Directions for this task: Look below for the line containing "Where can you see the red tiled"; from there through the line containing "Where can you see the cross", both lines included, please set down each line exactly and nothing else.

Data excerpts:
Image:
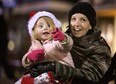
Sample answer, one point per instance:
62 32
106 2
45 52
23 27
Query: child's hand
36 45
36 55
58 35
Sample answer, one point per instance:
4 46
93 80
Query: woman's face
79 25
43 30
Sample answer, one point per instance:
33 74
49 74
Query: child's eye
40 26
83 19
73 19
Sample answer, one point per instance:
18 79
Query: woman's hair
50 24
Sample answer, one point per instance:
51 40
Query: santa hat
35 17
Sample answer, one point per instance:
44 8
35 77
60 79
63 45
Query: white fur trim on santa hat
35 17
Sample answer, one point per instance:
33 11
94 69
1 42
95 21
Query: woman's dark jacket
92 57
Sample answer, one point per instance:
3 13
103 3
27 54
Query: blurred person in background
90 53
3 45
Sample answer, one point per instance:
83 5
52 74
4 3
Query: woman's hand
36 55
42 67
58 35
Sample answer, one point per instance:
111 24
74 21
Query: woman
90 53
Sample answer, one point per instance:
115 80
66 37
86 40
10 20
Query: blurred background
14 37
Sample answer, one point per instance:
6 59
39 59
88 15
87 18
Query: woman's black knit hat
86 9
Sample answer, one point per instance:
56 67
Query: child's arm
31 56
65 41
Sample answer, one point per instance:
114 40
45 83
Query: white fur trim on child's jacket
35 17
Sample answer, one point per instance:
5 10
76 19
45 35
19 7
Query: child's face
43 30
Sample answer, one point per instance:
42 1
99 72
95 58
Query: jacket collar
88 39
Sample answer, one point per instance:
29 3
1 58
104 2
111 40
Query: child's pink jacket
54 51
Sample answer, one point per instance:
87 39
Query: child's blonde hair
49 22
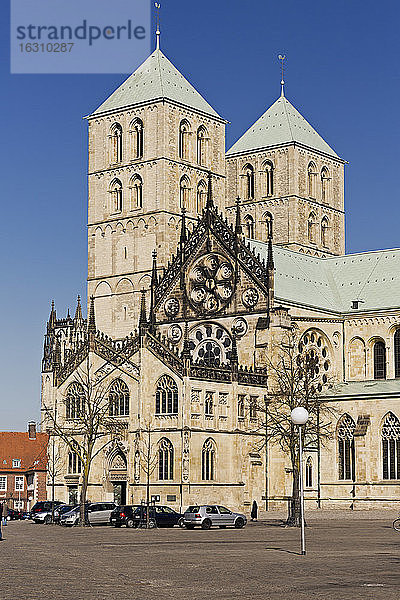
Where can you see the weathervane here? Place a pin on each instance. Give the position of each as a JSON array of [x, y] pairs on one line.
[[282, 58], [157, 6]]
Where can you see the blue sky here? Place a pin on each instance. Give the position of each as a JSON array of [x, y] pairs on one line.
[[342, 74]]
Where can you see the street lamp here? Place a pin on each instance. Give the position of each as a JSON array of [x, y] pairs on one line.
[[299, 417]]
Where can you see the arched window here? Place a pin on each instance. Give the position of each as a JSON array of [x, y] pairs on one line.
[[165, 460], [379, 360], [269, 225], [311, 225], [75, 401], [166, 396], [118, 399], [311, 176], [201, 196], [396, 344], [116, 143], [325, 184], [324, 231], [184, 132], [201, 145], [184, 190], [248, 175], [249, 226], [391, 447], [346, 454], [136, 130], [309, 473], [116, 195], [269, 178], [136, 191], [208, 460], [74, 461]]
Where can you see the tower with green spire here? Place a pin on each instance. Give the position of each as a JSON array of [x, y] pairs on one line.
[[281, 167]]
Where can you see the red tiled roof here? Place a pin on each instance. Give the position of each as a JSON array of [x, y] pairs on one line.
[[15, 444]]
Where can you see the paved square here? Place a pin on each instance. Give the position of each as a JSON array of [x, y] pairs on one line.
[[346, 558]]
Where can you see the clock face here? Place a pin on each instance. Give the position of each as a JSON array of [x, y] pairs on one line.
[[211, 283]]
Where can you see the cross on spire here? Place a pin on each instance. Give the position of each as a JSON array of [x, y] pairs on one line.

* * *

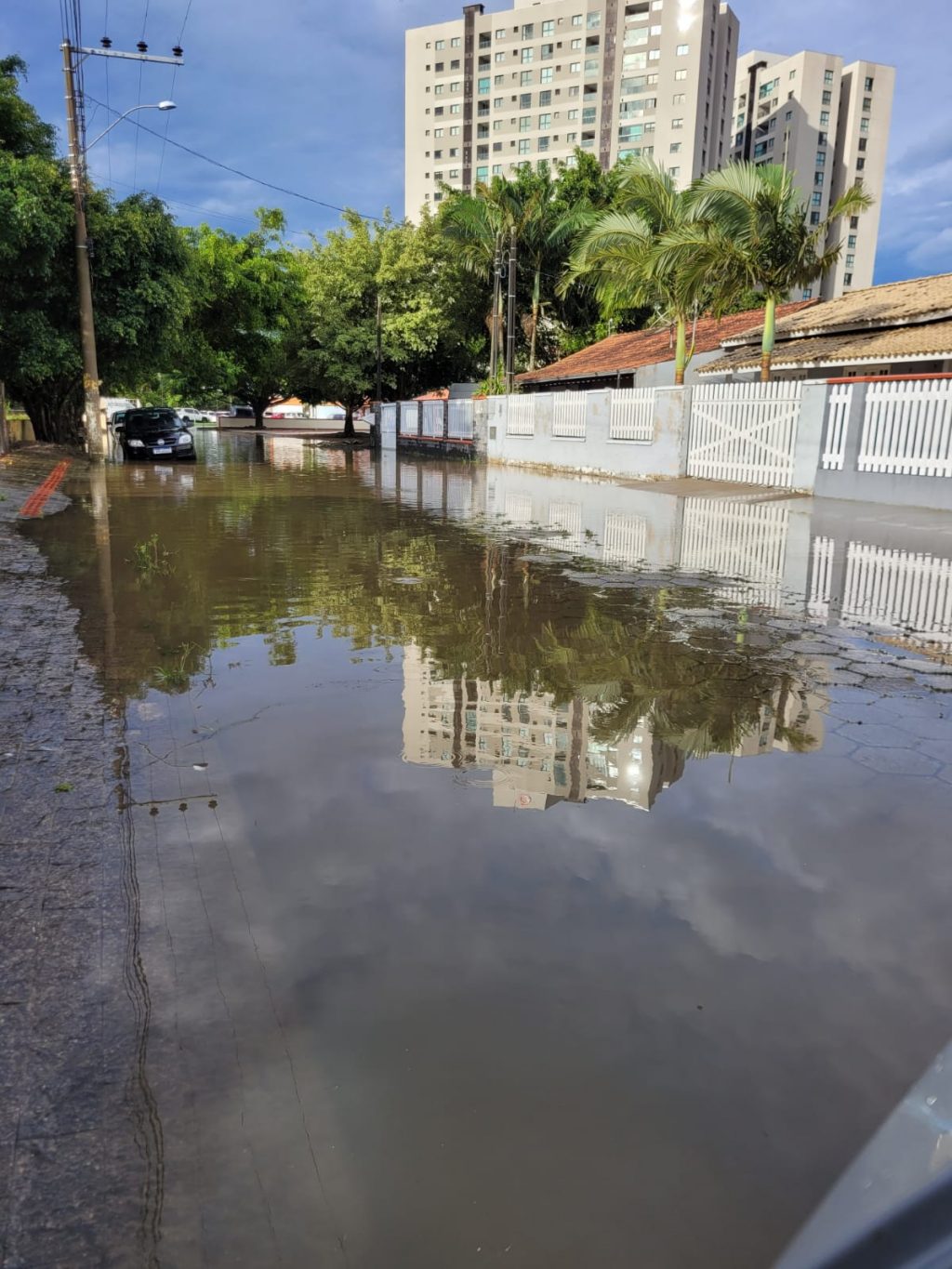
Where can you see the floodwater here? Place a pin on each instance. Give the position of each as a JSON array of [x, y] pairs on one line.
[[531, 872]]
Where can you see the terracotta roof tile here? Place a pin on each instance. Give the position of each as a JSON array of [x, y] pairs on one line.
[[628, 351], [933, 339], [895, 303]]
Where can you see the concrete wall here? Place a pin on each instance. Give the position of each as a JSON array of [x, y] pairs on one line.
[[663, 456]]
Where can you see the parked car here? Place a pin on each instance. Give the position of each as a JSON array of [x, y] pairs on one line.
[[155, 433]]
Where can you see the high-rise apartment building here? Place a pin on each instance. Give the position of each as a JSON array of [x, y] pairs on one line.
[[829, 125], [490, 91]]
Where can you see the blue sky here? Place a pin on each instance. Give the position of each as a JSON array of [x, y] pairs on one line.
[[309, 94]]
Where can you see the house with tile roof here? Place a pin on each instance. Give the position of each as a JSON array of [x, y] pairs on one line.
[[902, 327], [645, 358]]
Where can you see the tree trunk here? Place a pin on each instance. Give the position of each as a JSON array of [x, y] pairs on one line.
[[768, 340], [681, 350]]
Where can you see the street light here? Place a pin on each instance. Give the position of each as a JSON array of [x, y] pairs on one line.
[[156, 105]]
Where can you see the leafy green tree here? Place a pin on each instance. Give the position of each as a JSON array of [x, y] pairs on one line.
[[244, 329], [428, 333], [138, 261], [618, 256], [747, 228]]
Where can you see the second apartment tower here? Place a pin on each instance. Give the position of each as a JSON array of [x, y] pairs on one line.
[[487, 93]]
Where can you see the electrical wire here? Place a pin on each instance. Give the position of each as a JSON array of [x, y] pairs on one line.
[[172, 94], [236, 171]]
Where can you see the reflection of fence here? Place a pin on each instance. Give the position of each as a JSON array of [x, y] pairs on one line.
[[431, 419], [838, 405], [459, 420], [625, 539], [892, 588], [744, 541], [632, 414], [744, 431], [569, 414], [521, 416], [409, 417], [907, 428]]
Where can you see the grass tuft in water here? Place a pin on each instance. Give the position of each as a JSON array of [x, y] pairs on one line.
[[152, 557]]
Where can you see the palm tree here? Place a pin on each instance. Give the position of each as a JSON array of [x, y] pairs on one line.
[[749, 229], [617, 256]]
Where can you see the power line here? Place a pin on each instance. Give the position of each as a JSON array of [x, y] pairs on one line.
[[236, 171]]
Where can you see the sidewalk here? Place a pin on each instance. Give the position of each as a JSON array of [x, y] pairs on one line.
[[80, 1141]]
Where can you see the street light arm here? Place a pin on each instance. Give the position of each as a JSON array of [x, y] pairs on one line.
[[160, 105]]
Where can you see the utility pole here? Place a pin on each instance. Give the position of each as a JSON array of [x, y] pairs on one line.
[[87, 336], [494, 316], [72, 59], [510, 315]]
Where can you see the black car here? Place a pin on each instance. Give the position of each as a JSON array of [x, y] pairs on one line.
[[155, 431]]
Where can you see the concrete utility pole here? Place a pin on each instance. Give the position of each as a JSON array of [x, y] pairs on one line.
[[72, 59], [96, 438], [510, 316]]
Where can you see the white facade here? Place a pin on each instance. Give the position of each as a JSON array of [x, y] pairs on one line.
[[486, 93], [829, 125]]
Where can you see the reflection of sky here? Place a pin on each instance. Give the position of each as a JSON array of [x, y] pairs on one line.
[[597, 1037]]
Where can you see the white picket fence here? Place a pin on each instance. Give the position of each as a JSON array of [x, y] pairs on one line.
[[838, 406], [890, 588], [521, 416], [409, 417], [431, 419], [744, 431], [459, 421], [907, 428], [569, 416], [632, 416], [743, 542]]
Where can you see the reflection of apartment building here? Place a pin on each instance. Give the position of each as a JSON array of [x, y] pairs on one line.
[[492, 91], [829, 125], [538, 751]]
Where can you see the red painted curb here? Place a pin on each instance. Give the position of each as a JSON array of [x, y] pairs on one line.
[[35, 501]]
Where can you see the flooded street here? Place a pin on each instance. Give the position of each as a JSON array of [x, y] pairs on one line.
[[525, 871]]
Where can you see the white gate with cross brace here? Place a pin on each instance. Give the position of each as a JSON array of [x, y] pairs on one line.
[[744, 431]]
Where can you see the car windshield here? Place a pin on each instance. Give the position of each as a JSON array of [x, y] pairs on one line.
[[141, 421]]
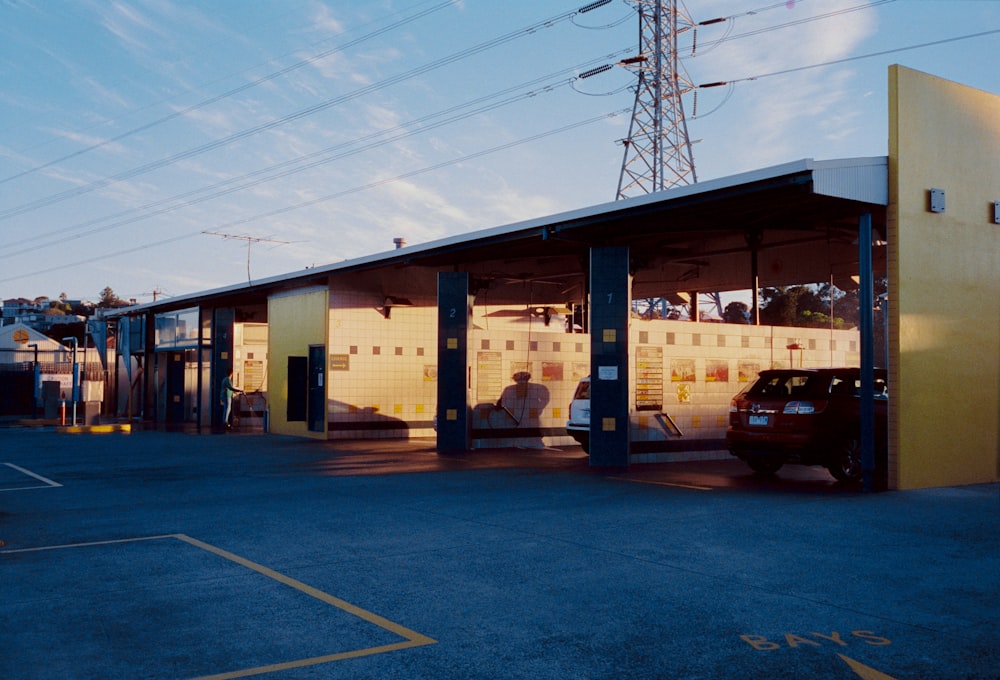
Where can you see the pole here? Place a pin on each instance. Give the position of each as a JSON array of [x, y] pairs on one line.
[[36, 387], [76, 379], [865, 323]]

Response to the exercise:
Where can you see the red tiled roof here? Place a pin on each instance. Give the position of each as a JSON array of [x, y] pairs on one line.
[[15, 444]]
Where can you see the paved square here? Place a pin on each instance. Give the position of each as a JSON array of [x, y] pairs on one line.
[[346, 558]]
Where can you see the clock face here? Place a pin on each instance. Give the position of each as a JSON array of [x, y] pairs on one line.
[[211, 283]]
Where can you see the cross on spire here? Place a pin on each instance. Give the position of each as a JSON array of [x, y] pairs on one line.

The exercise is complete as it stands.